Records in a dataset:
■ ■ ■ ■ ■

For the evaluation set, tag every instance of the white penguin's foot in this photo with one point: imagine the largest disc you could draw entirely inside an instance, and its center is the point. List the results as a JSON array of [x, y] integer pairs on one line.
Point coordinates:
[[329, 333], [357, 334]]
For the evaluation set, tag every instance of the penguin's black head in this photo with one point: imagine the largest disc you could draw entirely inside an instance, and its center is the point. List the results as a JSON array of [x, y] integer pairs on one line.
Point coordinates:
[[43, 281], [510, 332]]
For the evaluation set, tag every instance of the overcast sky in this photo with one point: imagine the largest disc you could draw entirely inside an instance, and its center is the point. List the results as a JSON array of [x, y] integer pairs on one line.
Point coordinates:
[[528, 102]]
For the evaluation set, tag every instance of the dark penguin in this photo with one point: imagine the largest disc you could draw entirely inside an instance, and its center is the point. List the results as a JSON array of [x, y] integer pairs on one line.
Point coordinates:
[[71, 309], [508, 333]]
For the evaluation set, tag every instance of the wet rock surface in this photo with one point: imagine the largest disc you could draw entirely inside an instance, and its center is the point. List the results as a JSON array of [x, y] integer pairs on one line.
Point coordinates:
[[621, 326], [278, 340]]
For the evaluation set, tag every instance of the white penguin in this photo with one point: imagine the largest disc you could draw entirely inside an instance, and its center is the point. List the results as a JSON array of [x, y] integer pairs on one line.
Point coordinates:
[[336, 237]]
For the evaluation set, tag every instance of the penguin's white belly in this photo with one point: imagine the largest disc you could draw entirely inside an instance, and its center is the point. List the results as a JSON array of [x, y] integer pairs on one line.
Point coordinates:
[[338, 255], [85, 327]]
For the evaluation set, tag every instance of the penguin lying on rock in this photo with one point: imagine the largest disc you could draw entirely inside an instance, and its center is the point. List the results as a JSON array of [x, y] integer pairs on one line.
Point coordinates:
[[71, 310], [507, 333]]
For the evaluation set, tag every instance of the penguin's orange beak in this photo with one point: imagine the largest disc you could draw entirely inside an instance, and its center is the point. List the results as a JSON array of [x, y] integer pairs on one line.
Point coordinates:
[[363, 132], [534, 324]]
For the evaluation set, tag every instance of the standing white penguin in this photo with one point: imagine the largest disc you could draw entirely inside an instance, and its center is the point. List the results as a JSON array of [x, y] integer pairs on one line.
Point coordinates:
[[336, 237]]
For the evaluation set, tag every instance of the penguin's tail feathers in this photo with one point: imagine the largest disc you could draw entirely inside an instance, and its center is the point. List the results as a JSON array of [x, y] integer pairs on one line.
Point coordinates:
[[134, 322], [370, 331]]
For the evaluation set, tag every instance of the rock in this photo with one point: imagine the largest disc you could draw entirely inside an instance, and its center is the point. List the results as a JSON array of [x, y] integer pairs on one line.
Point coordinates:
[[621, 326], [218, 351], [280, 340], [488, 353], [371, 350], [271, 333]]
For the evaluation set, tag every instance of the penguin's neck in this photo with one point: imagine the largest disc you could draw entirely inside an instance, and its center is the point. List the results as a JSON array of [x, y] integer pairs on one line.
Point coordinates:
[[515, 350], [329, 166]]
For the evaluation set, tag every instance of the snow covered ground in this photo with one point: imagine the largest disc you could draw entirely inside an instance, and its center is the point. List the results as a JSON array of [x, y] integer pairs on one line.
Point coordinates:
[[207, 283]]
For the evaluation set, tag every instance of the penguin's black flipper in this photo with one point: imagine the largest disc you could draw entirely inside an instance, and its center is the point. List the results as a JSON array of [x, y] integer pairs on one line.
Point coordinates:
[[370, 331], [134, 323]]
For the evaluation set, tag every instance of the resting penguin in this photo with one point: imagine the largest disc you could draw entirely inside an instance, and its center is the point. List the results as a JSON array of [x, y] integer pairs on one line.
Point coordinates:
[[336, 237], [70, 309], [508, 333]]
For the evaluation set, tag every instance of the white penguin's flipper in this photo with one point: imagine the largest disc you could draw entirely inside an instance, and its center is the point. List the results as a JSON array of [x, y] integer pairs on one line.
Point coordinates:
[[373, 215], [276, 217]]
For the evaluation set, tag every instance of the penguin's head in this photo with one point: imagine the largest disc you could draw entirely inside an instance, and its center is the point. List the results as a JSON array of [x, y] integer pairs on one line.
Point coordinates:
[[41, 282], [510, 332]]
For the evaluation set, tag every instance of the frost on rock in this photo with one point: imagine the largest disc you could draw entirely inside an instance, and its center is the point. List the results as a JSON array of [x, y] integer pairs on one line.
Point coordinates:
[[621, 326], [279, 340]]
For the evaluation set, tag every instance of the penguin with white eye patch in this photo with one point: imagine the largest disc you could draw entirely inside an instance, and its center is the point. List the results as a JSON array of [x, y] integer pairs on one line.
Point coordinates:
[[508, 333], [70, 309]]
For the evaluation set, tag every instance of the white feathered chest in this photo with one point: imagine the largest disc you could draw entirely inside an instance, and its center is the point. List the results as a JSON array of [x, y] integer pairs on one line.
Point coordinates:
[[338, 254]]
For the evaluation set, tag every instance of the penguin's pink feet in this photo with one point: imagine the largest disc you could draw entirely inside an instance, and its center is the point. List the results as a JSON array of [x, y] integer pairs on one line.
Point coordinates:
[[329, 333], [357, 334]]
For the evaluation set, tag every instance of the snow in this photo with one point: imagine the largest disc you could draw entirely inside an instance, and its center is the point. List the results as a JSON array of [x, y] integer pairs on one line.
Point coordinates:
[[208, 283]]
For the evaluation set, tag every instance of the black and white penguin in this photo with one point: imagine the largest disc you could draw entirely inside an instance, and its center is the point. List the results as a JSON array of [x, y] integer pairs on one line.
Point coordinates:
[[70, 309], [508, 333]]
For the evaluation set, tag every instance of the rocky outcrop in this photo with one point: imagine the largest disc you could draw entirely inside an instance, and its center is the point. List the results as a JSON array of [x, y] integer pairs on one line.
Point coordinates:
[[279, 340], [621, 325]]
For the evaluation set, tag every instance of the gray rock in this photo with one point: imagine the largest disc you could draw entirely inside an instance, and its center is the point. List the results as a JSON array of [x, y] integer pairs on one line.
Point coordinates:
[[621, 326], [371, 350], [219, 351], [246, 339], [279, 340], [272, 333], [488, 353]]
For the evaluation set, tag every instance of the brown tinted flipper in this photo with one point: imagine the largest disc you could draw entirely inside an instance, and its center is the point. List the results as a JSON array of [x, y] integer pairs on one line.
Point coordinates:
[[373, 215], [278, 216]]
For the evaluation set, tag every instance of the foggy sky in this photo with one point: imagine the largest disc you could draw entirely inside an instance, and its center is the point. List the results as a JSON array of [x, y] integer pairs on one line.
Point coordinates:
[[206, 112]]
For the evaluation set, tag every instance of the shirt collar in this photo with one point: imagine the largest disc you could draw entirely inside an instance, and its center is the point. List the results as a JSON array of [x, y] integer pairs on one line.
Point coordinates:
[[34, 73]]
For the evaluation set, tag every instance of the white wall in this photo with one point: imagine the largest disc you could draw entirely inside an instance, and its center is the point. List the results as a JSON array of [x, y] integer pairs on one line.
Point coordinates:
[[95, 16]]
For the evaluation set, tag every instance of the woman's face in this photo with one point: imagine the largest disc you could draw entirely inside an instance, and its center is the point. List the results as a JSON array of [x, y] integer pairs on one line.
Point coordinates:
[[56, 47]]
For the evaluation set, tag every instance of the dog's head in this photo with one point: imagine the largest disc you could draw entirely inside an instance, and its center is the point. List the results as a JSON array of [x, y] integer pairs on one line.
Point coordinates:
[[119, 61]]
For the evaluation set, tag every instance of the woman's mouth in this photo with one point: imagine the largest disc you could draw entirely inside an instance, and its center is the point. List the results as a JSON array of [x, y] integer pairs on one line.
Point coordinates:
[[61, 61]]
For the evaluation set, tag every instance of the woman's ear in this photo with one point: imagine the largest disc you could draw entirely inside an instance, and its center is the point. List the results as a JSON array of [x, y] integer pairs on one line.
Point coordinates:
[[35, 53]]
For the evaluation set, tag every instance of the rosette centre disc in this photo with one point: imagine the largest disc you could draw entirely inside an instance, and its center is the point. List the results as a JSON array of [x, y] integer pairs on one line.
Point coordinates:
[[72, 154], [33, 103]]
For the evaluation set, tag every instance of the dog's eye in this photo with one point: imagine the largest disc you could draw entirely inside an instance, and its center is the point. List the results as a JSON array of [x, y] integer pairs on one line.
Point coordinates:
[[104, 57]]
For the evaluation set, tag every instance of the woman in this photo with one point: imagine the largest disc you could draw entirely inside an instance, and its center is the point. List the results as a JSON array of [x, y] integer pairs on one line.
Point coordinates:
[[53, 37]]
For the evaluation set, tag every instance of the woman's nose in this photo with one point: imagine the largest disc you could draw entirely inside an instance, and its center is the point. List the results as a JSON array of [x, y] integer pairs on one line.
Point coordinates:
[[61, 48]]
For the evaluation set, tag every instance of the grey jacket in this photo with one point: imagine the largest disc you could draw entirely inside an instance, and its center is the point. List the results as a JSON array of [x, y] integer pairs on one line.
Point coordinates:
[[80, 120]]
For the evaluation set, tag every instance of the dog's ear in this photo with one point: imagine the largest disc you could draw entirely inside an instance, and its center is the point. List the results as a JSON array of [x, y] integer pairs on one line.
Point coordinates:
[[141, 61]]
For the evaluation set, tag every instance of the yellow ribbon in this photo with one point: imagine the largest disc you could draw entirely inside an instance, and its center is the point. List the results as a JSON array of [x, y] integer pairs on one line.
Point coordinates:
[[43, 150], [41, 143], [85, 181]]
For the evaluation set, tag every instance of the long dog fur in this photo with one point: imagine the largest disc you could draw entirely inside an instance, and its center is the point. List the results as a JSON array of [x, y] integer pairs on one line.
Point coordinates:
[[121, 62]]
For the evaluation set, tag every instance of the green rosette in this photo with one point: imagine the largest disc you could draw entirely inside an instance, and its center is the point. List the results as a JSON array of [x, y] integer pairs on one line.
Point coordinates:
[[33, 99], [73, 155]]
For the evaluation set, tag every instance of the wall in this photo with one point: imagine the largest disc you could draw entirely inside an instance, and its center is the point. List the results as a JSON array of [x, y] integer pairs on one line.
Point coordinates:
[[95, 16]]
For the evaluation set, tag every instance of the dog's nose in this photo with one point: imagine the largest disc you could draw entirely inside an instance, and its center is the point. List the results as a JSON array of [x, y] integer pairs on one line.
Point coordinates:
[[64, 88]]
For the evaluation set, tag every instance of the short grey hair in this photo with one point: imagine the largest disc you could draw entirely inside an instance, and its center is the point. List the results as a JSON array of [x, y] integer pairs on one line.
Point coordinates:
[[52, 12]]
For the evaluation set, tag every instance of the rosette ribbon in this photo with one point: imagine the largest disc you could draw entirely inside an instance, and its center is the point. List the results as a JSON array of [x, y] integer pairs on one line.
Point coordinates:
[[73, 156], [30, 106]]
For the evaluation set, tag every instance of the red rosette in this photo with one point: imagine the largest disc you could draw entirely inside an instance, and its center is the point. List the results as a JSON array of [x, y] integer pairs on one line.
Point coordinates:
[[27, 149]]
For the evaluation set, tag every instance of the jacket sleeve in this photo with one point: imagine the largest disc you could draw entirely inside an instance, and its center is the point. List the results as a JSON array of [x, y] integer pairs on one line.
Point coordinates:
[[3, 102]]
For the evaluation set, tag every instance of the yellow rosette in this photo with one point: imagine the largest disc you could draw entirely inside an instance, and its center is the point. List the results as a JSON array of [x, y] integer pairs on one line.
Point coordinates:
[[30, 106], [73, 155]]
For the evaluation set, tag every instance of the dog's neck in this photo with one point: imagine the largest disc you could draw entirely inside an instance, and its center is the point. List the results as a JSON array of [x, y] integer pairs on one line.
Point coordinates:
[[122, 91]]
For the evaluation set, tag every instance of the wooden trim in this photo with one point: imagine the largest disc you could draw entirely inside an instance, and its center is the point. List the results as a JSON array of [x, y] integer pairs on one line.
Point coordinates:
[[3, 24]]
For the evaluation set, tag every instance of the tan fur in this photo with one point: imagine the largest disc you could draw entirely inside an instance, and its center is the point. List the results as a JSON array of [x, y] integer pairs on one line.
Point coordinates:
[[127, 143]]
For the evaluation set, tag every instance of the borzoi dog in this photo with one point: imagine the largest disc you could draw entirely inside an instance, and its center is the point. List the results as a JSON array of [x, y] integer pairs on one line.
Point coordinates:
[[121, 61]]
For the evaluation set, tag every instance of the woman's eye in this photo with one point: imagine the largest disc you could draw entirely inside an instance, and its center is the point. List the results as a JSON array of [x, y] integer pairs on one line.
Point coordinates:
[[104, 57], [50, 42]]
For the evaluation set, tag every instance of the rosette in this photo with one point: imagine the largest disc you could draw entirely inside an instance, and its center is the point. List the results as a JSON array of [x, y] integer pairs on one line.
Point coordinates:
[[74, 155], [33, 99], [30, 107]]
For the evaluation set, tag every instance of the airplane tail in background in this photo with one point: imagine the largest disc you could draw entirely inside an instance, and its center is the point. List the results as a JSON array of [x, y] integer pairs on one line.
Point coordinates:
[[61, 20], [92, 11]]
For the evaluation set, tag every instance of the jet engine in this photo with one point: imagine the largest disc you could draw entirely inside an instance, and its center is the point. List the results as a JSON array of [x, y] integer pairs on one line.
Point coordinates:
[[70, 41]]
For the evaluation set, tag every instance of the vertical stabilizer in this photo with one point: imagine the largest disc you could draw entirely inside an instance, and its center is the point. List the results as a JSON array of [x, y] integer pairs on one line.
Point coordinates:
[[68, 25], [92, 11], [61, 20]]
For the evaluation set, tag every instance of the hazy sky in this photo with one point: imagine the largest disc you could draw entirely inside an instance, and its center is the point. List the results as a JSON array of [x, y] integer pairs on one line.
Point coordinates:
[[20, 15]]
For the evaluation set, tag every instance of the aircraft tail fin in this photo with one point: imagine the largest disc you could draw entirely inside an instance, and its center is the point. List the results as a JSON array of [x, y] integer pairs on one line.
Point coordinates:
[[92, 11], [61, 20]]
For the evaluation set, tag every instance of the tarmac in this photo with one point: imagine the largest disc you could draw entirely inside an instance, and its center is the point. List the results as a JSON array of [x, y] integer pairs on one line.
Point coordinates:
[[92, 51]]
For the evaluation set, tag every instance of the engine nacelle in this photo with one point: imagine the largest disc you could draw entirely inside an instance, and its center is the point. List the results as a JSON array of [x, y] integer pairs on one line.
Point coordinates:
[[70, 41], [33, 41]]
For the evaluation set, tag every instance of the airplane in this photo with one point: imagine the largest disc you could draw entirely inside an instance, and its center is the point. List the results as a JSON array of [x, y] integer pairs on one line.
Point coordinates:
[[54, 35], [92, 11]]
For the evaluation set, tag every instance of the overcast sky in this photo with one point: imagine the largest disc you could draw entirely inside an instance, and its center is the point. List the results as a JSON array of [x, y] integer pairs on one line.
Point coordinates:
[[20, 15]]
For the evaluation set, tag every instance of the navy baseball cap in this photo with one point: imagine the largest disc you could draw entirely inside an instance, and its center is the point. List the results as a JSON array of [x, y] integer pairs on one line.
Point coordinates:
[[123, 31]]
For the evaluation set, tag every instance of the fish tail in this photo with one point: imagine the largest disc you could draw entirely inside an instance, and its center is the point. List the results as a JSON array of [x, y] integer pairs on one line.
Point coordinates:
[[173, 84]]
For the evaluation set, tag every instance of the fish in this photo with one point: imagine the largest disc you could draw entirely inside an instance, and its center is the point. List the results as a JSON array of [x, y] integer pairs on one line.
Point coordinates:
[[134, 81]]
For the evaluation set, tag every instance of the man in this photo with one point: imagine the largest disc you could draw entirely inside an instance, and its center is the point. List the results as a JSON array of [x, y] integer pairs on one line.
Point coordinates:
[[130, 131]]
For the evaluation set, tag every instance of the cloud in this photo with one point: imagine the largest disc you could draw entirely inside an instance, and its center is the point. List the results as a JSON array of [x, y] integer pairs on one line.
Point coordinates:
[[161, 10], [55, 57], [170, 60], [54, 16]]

■ ■ ■ ■ ■

Task:
Change "Point coordinates" to "Marked points" throughout the part of the listing that opens with the line containing "For the evaluation set, tag every instance of the jacket" and closes with the line containing "[[127, 143]]". Reproduce that part with nothing else altered.

Reply to the exercise:
For the evaluation set, tag every instance of the jacket sleeve in this photo with one point: imagine the largest disc you could draw entirely inside an instance, and its center is the point. List the results as a JSON array of [x, y] integer pairs on one line.
Marked points:
[[3, 102]]
For the evaluation set, tag every instance of the yellow rosette in this photo with one point: imagine the largest disc you could draw entirely inside an instance, and its center is the point. List the results as a JSON array of [x, y] integer pairs on one line.
Marked points:
[[30, 106], [73, 155]]
For the evaluation set, tag every instance of the dog's neck in this photo with one point: imagine the largest disc you could draw entirely inside an instance, and its center is the point. List the results as a JSON array of [x, y] integer pairs on one line.
Marked points:
[[122, 91]]
For the evaluation set, tag every instance of the wooden trim in this photo with one point: imagine the largest disc you could draw entirely inside an instance, and its center is the point. List the results as a JSON array of [x, y] integer pairs on one line.
Marked points:
[[3, 24]]
For the evaluation set, tag every instance of the tan fur in this photo with one point: imagine the largest disc you could draw entirely inside an instance, and its center is the point. List the results as a JSON array of [x, y] integer pairs on one line.
Marked points:
[[127, 143]]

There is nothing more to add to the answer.